What you will do: Your reply must be the number of lines in the entries that hold the word "every", and nothing else.

Data items:
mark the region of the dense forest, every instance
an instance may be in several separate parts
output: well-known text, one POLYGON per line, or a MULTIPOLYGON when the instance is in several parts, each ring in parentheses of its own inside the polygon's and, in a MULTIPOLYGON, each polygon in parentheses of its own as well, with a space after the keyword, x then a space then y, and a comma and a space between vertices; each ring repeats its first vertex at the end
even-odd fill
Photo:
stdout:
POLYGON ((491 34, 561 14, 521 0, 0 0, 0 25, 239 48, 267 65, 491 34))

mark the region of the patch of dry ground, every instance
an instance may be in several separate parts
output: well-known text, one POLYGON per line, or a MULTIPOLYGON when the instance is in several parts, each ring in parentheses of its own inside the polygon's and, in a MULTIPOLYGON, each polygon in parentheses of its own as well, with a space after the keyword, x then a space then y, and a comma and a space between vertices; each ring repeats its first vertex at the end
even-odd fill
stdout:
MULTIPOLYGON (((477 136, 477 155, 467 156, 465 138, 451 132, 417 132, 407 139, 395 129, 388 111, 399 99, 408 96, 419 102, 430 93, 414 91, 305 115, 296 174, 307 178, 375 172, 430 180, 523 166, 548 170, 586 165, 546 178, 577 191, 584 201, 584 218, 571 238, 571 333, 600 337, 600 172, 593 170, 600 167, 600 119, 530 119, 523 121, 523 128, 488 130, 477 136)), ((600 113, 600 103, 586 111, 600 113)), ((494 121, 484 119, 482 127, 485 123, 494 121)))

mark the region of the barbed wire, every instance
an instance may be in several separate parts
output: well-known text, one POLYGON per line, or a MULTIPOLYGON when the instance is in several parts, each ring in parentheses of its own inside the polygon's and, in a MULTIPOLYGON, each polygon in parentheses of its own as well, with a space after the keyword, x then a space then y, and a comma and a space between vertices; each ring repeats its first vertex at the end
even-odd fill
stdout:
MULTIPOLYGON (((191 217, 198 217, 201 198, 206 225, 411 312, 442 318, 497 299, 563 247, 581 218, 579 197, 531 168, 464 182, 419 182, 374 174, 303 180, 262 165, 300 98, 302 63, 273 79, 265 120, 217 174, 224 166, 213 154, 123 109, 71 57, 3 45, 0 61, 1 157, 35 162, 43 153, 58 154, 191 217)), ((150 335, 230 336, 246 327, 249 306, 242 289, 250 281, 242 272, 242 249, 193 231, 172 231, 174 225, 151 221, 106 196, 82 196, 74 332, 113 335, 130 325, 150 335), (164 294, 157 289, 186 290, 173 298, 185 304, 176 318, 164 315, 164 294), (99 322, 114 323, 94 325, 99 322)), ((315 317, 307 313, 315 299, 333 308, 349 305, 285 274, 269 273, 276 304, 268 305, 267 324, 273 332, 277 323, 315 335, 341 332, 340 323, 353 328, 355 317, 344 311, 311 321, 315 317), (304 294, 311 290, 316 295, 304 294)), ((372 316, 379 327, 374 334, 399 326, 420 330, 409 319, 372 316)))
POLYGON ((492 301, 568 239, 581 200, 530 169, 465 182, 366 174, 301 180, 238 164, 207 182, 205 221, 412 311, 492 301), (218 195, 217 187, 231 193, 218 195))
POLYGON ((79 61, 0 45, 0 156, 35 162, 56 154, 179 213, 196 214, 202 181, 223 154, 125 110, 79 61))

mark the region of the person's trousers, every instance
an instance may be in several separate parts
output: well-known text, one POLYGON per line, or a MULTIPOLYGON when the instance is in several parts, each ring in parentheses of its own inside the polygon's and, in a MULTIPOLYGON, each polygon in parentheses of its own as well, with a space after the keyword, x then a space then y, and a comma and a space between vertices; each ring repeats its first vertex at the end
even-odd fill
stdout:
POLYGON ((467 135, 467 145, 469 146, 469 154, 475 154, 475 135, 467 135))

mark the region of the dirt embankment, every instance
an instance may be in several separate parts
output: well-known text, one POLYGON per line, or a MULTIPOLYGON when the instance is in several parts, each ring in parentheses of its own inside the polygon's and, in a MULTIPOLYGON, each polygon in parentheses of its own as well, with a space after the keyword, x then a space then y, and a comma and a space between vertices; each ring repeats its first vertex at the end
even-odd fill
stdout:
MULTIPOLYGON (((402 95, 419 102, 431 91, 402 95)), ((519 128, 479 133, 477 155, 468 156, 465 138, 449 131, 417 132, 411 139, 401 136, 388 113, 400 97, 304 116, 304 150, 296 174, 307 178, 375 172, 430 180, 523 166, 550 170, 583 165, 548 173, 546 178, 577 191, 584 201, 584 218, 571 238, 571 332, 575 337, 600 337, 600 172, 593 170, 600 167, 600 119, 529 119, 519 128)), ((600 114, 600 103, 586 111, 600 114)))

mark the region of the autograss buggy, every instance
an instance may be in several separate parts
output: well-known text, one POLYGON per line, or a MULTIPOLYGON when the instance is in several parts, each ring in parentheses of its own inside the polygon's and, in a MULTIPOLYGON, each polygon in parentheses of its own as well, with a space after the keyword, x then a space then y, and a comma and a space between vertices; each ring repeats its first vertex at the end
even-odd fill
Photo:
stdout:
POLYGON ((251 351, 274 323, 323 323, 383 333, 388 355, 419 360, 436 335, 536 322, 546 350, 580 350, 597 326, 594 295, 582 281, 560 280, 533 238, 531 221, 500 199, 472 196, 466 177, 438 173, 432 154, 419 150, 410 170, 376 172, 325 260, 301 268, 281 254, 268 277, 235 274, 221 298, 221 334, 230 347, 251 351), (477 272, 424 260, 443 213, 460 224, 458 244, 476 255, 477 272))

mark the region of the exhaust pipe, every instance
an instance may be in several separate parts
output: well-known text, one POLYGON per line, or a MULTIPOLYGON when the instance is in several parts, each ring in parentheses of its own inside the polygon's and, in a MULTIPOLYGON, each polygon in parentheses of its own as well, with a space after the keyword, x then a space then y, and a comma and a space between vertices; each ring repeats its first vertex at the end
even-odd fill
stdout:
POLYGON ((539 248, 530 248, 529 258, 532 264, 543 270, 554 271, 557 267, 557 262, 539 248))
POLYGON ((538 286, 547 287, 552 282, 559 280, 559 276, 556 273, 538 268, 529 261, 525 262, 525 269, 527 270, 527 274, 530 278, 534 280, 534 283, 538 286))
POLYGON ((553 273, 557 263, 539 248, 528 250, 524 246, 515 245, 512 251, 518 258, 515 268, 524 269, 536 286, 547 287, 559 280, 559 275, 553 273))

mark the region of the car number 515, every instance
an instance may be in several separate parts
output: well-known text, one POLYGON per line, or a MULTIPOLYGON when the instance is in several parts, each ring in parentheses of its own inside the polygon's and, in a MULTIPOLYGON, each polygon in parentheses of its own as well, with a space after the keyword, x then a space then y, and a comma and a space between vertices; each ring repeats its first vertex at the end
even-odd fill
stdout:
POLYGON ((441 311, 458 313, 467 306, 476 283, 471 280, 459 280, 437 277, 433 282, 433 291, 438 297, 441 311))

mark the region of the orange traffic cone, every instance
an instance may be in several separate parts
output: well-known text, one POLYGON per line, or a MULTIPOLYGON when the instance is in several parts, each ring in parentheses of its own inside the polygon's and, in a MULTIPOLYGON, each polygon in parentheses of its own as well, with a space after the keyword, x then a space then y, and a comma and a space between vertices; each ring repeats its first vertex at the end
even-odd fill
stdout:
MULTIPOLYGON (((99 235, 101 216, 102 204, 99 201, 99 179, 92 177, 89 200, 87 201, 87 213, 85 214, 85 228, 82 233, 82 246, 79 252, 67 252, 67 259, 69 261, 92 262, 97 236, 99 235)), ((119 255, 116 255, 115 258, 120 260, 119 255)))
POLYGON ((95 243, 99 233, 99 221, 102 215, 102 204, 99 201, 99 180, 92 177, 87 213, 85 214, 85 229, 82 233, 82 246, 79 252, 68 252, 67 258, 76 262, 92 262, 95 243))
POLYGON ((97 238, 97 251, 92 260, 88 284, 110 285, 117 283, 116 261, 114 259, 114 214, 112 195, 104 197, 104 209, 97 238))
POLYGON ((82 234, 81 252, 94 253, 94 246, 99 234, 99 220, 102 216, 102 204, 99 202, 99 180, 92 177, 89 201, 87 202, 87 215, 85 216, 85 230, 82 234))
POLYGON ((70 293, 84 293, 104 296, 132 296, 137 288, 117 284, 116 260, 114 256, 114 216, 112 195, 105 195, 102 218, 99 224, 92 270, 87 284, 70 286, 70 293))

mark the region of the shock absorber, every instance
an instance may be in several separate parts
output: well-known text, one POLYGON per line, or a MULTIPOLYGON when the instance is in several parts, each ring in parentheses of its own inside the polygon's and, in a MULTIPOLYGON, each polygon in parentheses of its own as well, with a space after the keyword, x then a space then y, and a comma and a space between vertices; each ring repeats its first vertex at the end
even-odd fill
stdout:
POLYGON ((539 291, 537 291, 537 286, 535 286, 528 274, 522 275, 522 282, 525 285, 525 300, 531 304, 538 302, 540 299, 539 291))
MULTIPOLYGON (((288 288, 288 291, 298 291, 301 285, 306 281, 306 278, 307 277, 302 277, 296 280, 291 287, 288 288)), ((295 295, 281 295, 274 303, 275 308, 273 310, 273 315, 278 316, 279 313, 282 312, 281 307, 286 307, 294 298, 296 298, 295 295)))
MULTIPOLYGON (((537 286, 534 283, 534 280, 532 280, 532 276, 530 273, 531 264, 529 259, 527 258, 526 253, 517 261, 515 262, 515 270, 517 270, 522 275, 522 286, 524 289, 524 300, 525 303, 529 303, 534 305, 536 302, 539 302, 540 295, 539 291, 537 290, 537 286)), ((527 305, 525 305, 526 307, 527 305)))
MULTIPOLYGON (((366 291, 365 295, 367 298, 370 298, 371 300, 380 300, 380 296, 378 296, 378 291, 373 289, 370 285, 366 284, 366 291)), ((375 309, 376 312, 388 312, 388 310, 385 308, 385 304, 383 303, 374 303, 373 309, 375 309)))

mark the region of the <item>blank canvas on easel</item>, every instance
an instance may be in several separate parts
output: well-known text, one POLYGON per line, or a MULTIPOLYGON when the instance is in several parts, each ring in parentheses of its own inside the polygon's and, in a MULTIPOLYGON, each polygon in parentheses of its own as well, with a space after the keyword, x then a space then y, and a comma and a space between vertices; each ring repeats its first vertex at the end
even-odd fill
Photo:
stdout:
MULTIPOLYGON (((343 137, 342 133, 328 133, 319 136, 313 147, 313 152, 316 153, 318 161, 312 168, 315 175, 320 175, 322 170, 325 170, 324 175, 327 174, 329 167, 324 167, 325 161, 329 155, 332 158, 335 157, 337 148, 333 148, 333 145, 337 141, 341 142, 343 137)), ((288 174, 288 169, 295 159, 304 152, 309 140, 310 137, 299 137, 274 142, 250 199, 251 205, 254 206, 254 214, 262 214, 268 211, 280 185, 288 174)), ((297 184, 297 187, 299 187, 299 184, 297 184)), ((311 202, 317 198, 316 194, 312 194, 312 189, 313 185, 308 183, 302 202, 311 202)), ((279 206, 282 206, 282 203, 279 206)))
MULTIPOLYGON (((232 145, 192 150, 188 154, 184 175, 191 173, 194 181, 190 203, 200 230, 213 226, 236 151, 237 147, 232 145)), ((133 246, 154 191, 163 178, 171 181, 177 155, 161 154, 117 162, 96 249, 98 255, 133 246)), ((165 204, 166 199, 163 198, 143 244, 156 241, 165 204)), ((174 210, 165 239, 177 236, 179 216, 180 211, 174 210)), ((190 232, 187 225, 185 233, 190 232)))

Exercise answer: 11